Dataset excerpts
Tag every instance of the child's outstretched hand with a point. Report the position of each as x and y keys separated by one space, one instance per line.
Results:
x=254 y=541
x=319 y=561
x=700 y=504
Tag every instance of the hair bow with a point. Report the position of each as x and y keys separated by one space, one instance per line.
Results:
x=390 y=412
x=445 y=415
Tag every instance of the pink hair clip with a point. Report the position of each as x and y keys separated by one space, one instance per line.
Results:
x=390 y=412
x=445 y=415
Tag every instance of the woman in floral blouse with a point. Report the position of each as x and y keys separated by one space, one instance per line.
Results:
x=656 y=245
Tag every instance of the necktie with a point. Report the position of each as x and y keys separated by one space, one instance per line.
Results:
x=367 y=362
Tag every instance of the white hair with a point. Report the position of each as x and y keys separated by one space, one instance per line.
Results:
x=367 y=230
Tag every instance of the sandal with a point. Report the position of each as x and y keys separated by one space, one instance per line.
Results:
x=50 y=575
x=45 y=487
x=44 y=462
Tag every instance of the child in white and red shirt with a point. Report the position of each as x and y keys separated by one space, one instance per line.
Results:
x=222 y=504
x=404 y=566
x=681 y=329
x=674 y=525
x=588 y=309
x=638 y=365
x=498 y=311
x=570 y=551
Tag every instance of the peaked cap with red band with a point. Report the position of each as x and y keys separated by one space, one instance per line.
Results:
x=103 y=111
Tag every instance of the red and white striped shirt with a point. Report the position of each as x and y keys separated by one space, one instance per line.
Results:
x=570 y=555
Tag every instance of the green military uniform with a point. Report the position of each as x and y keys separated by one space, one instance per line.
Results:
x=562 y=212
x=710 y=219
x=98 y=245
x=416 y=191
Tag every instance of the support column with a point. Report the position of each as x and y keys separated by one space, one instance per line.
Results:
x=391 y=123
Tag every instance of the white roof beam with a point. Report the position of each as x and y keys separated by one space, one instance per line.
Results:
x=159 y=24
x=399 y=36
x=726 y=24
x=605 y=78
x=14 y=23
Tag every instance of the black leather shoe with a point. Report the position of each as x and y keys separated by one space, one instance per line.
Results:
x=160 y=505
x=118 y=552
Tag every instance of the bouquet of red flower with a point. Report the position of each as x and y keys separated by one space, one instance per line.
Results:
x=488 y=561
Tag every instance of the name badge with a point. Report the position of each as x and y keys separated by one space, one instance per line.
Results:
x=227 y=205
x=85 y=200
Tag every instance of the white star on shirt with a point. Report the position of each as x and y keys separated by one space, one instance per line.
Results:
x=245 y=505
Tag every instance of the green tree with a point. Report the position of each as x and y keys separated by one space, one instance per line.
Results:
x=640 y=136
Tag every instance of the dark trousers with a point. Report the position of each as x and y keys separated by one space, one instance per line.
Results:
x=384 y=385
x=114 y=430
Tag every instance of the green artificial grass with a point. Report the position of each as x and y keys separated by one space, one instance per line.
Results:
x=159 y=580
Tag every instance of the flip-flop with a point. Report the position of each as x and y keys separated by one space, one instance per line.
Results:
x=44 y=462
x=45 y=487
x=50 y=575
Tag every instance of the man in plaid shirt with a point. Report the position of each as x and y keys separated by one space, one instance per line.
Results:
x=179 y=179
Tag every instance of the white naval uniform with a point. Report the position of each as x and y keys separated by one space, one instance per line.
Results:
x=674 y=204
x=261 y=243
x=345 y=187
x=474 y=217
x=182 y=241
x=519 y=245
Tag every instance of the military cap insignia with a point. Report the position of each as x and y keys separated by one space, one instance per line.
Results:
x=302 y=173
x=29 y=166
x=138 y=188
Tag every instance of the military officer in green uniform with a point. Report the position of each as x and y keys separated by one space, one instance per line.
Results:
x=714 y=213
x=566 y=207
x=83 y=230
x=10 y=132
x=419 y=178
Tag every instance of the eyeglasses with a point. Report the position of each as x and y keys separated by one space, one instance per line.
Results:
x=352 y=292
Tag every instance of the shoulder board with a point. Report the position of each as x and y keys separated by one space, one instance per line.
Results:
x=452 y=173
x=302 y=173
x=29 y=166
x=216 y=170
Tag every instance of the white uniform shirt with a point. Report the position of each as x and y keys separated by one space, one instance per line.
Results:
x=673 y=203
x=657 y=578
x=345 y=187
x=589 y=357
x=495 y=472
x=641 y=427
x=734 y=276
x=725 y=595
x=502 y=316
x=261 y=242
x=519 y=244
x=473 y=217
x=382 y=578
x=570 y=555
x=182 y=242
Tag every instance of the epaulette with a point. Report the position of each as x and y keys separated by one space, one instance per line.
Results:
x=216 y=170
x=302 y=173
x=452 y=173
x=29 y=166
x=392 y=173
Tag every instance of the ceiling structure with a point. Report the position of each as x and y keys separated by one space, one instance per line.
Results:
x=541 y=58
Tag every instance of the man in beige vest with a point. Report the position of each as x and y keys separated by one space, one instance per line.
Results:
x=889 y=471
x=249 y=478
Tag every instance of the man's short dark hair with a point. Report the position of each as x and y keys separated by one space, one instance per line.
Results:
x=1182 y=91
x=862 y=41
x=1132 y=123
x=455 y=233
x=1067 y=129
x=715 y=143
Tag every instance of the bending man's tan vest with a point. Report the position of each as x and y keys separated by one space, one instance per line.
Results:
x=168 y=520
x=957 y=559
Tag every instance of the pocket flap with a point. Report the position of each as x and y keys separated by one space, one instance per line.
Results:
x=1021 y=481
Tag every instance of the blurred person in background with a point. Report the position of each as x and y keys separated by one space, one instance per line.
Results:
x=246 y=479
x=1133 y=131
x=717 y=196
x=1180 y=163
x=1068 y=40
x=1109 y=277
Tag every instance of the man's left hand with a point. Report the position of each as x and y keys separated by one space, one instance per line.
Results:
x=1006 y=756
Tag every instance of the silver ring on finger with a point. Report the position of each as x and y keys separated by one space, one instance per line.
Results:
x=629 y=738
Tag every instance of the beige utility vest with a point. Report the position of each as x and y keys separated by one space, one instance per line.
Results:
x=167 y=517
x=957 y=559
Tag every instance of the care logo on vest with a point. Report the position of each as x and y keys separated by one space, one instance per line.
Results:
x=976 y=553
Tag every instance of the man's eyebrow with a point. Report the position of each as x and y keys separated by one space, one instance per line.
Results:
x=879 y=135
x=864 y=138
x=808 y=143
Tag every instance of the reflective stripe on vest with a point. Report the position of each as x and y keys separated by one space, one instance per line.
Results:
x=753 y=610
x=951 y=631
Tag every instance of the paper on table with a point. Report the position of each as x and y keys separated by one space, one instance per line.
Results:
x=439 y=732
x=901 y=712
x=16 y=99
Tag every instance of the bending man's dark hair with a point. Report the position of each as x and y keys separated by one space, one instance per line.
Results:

*EXERCISE DIRECTIONS:* Take every line from the data that contains the word "bending".

*RESPONSE AREA:*
Tag every instance of the bending man's tan vest with a point. Report the position of each as x and y keys separated by one space, one instance per line.
Tag every instance of the bending man's dark hair with a point. Report the position of each as x and y keys separated by one space, one instance per line.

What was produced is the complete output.